▸ **YOUR GOAL**:
All lines from the line containing "Find the white plaster" up to and including the last line of the listing below should be echoed exactly; no other lines belong in the response.

▸ **MATERIAL FOR THIS EXERCISE**:
________________________

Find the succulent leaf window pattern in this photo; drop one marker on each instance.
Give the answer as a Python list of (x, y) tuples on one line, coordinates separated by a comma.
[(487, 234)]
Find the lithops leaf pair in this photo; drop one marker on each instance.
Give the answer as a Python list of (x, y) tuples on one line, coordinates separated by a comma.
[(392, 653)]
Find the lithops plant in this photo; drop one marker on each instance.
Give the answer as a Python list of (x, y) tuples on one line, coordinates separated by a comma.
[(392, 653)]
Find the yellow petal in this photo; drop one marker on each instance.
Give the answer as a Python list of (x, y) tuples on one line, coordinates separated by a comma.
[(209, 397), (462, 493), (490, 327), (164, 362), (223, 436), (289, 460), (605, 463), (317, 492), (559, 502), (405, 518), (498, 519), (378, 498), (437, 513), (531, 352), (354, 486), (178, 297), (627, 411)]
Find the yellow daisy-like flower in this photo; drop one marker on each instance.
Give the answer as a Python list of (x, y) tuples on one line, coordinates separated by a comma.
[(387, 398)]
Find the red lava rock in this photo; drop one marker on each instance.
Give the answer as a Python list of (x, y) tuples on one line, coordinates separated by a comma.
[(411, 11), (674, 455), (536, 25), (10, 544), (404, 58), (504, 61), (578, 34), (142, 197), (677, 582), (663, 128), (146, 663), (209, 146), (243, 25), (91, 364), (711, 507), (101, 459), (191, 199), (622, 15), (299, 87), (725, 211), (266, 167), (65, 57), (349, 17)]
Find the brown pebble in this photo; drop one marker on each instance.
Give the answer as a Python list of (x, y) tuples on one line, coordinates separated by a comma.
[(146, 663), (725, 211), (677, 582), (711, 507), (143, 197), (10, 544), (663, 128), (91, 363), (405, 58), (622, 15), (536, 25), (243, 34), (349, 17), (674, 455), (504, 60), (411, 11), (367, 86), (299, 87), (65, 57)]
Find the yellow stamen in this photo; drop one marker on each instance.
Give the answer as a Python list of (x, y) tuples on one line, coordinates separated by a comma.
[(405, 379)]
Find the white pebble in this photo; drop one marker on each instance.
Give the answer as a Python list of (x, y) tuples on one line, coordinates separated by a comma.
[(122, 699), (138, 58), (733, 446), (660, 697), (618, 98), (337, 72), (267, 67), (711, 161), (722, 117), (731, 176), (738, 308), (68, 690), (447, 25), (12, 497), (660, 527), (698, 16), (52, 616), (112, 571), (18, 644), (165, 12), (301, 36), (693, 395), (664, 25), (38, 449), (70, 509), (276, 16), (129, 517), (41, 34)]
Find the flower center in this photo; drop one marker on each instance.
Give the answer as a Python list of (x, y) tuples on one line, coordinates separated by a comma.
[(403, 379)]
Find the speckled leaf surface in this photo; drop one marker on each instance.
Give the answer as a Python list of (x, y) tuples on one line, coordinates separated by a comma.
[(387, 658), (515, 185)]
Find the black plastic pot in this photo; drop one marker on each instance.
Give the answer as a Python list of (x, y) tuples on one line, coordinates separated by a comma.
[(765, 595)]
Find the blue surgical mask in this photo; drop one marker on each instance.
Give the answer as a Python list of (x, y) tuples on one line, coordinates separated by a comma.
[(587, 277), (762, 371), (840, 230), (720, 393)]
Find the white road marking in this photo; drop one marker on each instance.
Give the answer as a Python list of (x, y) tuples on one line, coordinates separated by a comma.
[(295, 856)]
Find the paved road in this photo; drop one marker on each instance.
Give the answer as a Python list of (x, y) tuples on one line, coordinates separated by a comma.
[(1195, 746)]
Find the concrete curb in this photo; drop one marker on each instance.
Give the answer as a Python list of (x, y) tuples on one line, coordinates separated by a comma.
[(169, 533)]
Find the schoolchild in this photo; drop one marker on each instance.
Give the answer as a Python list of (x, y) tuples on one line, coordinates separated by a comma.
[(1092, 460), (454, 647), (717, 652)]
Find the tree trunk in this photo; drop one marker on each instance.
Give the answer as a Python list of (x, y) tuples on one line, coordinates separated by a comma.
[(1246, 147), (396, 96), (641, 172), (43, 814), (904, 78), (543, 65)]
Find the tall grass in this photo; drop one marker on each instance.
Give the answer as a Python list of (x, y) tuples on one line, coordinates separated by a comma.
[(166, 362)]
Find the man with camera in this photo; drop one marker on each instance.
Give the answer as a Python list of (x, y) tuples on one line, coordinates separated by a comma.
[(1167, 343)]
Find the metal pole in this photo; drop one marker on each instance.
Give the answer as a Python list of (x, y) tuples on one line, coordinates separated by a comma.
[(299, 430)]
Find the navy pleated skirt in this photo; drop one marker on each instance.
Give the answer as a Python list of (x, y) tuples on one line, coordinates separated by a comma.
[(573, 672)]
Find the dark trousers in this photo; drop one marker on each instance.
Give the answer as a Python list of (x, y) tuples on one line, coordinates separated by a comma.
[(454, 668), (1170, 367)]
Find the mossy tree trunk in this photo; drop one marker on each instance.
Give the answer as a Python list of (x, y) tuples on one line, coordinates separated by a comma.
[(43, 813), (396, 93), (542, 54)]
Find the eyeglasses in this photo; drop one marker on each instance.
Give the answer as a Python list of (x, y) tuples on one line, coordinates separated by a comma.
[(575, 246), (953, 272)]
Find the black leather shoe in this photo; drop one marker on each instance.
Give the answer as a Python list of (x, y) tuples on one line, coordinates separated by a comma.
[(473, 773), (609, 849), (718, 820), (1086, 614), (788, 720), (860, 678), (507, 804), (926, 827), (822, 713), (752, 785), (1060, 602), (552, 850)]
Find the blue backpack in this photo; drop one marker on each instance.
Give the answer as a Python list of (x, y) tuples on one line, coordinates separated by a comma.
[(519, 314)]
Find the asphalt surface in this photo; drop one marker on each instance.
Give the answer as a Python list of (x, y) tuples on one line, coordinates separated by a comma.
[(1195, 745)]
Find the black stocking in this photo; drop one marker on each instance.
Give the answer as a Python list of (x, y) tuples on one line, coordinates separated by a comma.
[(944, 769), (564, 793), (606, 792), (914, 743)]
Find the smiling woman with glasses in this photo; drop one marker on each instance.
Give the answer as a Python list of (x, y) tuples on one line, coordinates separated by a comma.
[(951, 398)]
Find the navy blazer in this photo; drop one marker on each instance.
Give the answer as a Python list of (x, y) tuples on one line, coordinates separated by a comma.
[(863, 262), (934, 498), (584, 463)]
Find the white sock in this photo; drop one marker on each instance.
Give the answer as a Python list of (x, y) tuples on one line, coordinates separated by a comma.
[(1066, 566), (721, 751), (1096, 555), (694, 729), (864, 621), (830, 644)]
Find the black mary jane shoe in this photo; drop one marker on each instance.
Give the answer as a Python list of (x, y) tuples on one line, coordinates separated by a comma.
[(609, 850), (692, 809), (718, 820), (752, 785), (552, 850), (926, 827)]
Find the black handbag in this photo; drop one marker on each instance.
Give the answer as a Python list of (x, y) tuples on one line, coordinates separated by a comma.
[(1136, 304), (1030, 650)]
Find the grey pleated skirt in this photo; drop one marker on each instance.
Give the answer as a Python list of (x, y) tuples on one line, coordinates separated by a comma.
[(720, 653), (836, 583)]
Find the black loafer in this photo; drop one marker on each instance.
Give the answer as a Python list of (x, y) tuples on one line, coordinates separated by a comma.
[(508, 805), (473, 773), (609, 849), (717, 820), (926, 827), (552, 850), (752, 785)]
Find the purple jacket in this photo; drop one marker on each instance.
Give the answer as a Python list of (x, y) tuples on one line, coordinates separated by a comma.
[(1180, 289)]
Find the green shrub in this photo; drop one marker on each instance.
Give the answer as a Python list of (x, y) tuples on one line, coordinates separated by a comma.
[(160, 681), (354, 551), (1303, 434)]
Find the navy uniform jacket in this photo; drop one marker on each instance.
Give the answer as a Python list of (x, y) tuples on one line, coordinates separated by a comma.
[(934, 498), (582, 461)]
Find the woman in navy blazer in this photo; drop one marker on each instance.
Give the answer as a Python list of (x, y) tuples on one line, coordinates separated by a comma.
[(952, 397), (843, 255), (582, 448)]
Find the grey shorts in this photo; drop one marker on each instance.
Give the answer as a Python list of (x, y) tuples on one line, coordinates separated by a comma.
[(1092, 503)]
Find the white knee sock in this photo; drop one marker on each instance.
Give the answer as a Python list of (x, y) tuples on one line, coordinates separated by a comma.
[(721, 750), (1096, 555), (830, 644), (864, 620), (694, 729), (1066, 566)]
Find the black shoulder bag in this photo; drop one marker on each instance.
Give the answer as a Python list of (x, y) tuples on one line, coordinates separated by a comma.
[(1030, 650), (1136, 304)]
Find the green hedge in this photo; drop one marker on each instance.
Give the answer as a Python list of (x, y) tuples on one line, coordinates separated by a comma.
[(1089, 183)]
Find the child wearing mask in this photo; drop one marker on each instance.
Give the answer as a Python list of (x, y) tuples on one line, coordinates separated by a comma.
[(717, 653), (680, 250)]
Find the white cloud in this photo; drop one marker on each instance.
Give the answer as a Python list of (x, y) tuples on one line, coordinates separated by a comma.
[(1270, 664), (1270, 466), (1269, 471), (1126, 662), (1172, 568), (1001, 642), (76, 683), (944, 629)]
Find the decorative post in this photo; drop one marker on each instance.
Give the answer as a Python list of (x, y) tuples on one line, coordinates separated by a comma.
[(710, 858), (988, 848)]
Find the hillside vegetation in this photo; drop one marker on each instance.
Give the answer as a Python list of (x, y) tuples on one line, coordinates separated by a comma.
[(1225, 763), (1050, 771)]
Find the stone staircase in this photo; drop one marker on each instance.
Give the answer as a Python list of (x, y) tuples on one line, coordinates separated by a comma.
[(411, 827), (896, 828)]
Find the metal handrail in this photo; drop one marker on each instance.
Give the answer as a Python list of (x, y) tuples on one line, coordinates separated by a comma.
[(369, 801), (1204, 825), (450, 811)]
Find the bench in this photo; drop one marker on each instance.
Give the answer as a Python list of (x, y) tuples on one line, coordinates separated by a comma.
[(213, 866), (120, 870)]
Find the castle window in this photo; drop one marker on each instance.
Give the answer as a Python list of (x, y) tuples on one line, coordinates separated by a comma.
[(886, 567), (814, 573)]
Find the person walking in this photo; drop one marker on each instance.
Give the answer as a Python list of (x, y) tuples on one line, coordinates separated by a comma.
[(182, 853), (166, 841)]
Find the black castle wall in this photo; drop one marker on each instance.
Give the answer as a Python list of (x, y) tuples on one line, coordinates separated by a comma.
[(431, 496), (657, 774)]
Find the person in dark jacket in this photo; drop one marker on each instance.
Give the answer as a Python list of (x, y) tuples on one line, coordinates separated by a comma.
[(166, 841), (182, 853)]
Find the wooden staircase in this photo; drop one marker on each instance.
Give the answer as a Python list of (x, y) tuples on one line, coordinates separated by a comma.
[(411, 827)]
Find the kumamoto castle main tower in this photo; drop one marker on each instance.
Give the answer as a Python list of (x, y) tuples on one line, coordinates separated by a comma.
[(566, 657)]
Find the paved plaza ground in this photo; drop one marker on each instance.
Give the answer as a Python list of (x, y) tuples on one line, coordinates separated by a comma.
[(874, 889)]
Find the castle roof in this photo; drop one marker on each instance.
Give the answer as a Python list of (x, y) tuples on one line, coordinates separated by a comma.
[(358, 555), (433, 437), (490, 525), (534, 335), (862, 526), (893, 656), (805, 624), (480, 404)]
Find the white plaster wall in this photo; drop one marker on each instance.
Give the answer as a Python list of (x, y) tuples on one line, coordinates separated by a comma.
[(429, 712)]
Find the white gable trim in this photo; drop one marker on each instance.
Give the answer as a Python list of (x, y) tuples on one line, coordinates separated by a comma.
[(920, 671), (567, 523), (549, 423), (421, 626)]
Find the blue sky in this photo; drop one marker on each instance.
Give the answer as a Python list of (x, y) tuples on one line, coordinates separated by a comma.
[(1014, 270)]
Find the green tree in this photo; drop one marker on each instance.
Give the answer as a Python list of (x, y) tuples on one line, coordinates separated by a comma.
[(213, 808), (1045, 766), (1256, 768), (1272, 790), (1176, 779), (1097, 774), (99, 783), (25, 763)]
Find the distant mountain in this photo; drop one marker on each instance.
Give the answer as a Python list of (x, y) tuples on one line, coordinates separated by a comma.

________________________

▸ **SOLUTION FOR THIS PROBLEM**:
Find the white plaster wall in this photo; drop one marker on each instance.
Give the answer as a Python list of (x, y) tuples on one line, coordinates separated by a comma.
[(429, 712)]
Find the white gable trim in this photo; drop one marker on each instance.
Give the answer as a Python list of (x, y) tuples on one line, coordinates separated by a comma.
[(920, 671), (567, 523), (549, 423), (421, 626)]
Find the blue sky in this photo; drop one marker on each instance.
Give the answer as a Python list of (x, y) tuples on one line, coordinates separated by a comma.
[(1014, 270)]
Find the green tree in this photo; drop one marker on each instance.
Give the answer as a Python list of (x, y) tuples on one line, coordinates separated by a comma.
[(213, 808), (1045, 766), (1256, 768), (1272, 790), (1176, 779), (1097, 774), (99, 783), (25, 763)]
Find the distant mountain in this photo; drop one marker on each instance.
Give the answer as a Python list of (x, y) tuples on one line, coordinates separated by a comma.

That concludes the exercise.